◆ SHORT TASK ◆
Reproduce all of the records below verbatim, line for line, leaving out the pictures.

┄┄┄┄┄┄┄┄┄┄┄┄┄┄┄┄┄┄┄┄

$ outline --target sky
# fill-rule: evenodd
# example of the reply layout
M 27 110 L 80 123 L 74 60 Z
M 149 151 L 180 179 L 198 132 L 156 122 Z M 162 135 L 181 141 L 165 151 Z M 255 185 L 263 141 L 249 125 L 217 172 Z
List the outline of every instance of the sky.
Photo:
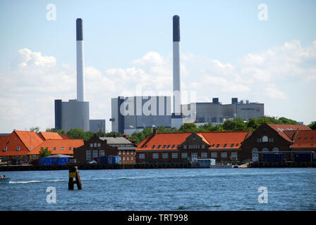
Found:
M 78 18 L 90 119 L 109 131 L 111 98 L 171 93 L 174 15 L 185 96 L 262 103 L 265 115 L 308 124 L 315 11 L 312 0 L 0 1 L 0 133 L 54 127 L 54 99 L 76 98 Z

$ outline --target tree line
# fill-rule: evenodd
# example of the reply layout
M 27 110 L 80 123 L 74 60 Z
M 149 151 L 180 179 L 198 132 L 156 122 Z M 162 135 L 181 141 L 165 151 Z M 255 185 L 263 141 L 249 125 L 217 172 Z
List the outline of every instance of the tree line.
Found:
M 200 126 L 197 126 L 194 123 L 183 124 L 179 129 L 176 127 L 166 128 L 164 126 L 158 127 L 158 133 L 176 133 L 176 132 L 205 132 L 205 131 L 248 131 L 255 130 L 262 124 L 297 124 L 298 122 L 288 119 L 286 117 L 262 117 L 258 119 L 249 119 L 248 121 L 244 121 L 241 118 L 234 118 L 233 120 L 227 120 L 224 123 L 213 126 L 212 124 L 208 123 Z M 312 129 L 316 129 L 316 121 L 312 122 L 308 125 Z M 32 127 L 30 131 L 36 133 L 40 131 L 38 127 Z M 57 132 L 59 134 L 67 134 L 70 139 L 83 139 L 85 141 L 89 140 L 93 135 L 97 134 L 100 137 L 106 136 L 123 136 L 122 134 L 119 132 L 104 132 L 99 131 L 95 133 L 91 131 L 84 131 L 78 128 L 71 129 L 68 131 L 65 130 L 56 130 L 54 129 L 47 129 L 46 131 Z M 130 139 L 135 140 L 136 143 L 139 143 L 142 140 L 145 139 L 148 136 L 152 134 L 152 129 L 144 128 L 142 131 L 134 132 L 128 136 Z

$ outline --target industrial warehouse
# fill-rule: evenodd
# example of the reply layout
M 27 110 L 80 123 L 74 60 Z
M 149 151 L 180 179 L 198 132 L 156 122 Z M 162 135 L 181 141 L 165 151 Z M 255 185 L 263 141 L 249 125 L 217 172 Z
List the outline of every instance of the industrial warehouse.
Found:
M 154 129 L 138 145 L 126 135 L 95 135 L 83 141 L 20 131 L 1 136 L 0 141 L 5 165 L 54 164 L 40 158 L 40 149 L 47 148 L 51 153 L 48 158 L 71 158 L 56 162 L 90 169 L 199 167 L 199 161 L 207 159 L 236 167 L 316 167 L 316 131 L 300 124 L 264 124 L 255 131 L 158 133 Z

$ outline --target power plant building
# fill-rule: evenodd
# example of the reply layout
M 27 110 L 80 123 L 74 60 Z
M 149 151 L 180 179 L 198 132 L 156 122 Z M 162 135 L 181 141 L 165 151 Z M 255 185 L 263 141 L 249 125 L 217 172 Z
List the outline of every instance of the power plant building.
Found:
M 244 120 L 259 118 L 265 115 L 265 104 L 250 103 L 249 101 L 238 101 L 237 98 L 231 98 L 231 104 L 222 104 L 218 98 L 213 98 L 212 103 L 194 103 L 181 105 L 182 110 L 191 110 L 191 118 L 196 124 L 212 122 L 214 124 L 222 123 L 225 120 L 241 117 Z
M 144 128 L 171 127 L 170 96 L 121 96 L 111 104 L 112 131 L 130 135 Z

┄┄┄┄┄┄┄┄┄┄┄┄┄┄┄┄┄┄┄┄

◆ EXERCISE ANSWER ◆
$ outline --target sky
# fill-rule: evenodd
# example of the reply layout
M 27 110 L 80 123 L 74 60 Z
M 149 151 L 180 179 L 198 132 L 156 122 Z M 162 135 L 181 141 L 165 151 Z M 255 185 L 263 141 L 249 125 L 217 172 Z
List the outline of every instance of the sky.
Photo:
Found:
M 78 18 L 90 119 L 109 131 L 111 98 L 171 93 L 174 15 L 185 96 L 262 103 L 265 115 L 308 124 L 315 11 L 312 0 L 0 1 L 0 133 L 54 127 L 54 99 L 76 98 Z

$ outline --target tree line
# fill-rule: evenodd
# example of the reply layout
M 27 110 L 80 123 L 74 60 Z
M 149 151 L 180 179 L 198 132 L 156 122 Z M 162 135 L 181 141 L 165 151 Z M 255 185 L 263 141 L 249 125 L 217 172 Z
List the outline of every instance of the tree line.
Found:
M 200 126 L 197 126 L 194 123 L 183 124 L 179 129 L 176 127 L 166 128 L 164 126 L 158 127 L 158 133 L 176 133 L 176 132 L 205 132 L 205 131 L 248 131 L 255 130 L 262 124 L 297 124 L 298 122 L 288 119 L 286 117 L 262 117 L 258 119 L 249 119 L 248 121 L 244 121 L 241 118 L 234 118 L 233 120 L 227 120 L 224 123 L 213 126 L 212 124 L 208 123 Z M 312 129 L 316 129 L 316 121 L 312 122 L 308 125 Z M 32 127 L 30 131 L 36 133 L 40 131 L 38 127 Z M 57 132 L 59 134 L 67 134 L 70 139 L 83 139 L 85 141 L 89 140 L 93 135 L 97 134 L 100 137 L 106 136 L 123 136 L 122 134 L 119 132 L 104 132 L 99 131 L 95 133 L 91 131 L 84 131 L 78 128 L 71 129 L 68 131 L 65 130 L 56 130 L 54 129 L 47 129 L 46 131 Z M 130 139 L 135 140 L 136 143 L 139 143 L 142 140 L 145 139 L 148 136 L 152 134 L 152 129 L 144 128 L 142 131 L 134 132 L 128 136 Z

$ outline --target industrial warehouse
# fill-rule: evenodd
# example of the reply layout
M 27 110 L 80 123 L 74 60 Z
M 149 151 L 180 179 L 198 132 L 156 122 Z M 162 135 L 181 141 L 165 151 Z M 255 185 L 263 141 L 249 125 L 217 172 Z
List the outline of every instance of the industrial warehouse.
Found:
M 154 129 L 138 145 L 126 135 L 95 135 L 83 141 L 20 131 L 1 136 L 0 141 L 5 165 L 54 164 L 40 158 L 40 149 L 47 148 L 51 153 L 48 158 L 71 158 L 56 162 L 90 169 L 199 167 L 199 161 L 207 159 L 236 167 L 316 167 L 316 131 L 300 124 L 264 124 L 255 131 L 158 133 Z

$ outline --target power plant building
# fill-rule: evenodd
# example of the reply layout
M 27 110 L 80 123 L 74 60 Z
M 149 151 L 180 179 L 198 132 L 156 122 Z M 162 135 L 181 141 L 165 151 Z M 255 185 L 263 141 L 249 125 L 217 172 Z
List the outline of every instance of the power plant building.
Found:
M 244 120 L 259 118 L 265 115 L 265 104 L 250 103 L 249 101 L 238 101 L 237 98 L 231 98 L 231 104 L 222 104 L 218 98 L 213 98 L 212 103 L 194 103 L 181 105 L 182 110 L 191 110 L 191 118 L 196 124 L 212 122 L 214 124 L 222 123 L 225 120 L 241 117 Z
M 144 128 L 171 127 L 170 96 L 121 96 L 111 104 L 112 131 L 130 135 Z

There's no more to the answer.